__必做任务__
根据源文档，解压后的 .bin 文件中偏移表的项数应如何确定？请说明源文档给出的依据，以及每一项表示什么。

__源文档__
_ _ _ _

Catsystem2提取.cst文件中的日文内容

用法

python 程序.py 文件夹目录

代码采取MIT协议

ds与gpt5.3写的，勉强看吧

代码在最下方😘

# 原始代码作者：Ephylm411 # 参考：https://zhuanlan.zhihu.com/p/623697843

1. 背景知识：.cst 文件结构

根据源码作者Ephylm411的分析，.cst 文件的结构如下：

外层封装（压缩层）

文件头（16字节）
- 8字节：固定魔数 CatScene
- 4字节：压缩后数据大小
- 4字节：解压后数据大小
数据体：zlib 压缩的数据，解压后得到 .bin 文件。

内层结构（解压后的 `.bin` 文件）

文件头（16字节）：4 个 uint32
- h0：数据体总长度（不含文件头）
- h1：语句组个数（每个组包含若干语句）
- h2：偏移表起始偏移量（相对文件头）
- h3：语句块起始偏移量
数据体：依次为三部分
1. 语句表（长度 = h2 - 16）
  每 8 字节一组，每组两个 uint32：
  - d10：当前语句组包含的语句数量
  - d11：该组第一条语句的全局索引
2. 偏移表（长度 = h3 - h2）
  每 4 字节一个 uint32，共 h1 * 8 项？实际上语句个数 = 所有组 d10 之和，而偏移表项数等于语句总个数。
  每个偏移量表示对应语句在语句块中的起始位置（相对语句块开头）。

_ _ _ _

__记录清单__
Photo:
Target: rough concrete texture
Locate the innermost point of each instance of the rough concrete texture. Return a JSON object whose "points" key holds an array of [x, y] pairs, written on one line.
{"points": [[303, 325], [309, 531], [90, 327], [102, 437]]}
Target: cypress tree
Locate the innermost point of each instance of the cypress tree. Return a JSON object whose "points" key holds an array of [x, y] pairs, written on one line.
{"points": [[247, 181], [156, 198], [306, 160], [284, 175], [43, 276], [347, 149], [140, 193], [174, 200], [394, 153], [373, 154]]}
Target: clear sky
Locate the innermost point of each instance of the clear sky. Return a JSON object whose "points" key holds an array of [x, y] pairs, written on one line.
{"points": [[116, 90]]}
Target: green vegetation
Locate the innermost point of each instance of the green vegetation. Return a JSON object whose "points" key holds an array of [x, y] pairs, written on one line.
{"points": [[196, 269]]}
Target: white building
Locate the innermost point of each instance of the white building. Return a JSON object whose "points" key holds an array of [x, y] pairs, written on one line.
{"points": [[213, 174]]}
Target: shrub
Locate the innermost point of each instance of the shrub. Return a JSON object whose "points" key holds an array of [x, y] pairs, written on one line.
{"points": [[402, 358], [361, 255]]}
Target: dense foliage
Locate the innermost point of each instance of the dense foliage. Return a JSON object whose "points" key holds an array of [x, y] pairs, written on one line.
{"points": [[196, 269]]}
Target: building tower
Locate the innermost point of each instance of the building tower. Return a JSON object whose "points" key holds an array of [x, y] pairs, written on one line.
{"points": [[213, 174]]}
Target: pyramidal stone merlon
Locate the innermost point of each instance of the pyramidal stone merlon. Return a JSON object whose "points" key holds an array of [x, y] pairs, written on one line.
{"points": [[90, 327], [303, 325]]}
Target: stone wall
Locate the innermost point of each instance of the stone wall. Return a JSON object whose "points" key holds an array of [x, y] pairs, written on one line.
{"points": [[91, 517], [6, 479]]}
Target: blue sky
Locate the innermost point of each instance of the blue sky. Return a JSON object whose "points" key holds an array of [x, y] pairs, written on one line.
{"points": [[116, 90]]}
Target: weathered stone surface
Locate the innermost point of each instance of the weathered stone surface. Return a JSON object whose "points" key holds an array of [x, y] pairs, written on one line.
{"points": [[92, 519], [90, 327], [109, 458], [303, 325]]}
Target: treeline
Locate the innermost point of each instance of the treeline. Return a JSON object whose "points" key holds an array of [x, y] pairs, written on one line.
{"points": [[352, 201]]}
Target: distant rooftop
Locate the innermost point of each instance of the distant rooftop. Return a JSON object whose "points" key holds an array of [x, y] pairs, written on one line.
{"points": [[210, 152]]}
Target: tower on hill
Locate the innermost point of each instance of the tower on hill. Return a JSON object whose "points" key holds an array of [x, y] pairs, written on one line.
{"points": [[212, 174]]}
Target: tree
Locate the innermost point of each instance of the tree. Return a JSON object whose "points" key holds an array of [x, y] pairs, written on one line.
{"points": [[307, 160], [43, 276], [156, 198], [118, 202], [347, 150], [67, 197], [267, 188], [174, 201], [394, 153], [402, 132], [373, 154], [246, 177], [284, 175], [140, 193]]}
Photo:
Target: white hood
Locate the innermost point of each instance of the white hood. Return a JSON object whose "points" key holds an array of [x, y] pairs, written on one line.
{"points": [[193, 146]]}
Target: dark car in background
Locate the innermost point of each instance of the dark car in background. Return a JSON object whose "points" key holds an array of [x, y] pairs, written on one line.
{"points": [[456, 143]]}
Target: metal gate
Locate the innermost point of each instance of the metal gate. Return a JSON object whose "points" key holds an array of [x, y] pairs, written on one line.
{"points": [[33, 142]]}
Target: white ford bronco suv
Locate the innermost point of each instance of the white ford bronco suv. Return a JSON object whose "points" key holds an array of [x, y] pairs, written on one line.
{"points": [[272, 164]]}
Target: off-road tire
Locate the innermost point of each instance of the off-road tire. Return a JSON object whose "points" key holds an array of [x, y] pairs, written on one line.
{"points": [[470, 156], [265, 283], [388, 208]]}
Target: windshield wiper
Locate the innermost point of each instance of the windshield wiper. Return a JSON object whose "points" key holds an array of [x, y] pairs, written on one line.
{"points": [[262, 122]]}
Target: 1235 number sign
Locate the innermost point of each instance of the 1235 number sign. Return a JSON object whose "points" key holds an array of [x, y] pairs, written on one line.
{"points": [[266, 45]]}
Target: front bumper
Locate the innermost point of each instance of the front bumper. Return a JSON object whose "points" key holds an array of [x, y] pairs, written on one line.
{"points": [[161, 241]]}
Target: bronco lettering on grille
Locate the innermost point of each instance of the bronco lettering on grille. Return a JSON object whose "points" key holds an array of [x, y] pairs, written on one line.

_ _ _ _

__练习答案__
偏移表的项数等于语句的总个数。源文档指出，语句总个数是语句表中所有语句组的 d10（当前语句组包含的语句数量）之和，因此偏移表项数就是各组 d10 相加的结果。偏移表每 4 字节为一个 uint32，每一项表示对应语句在语句块中的起始位置，该位置相对语句块开头计算。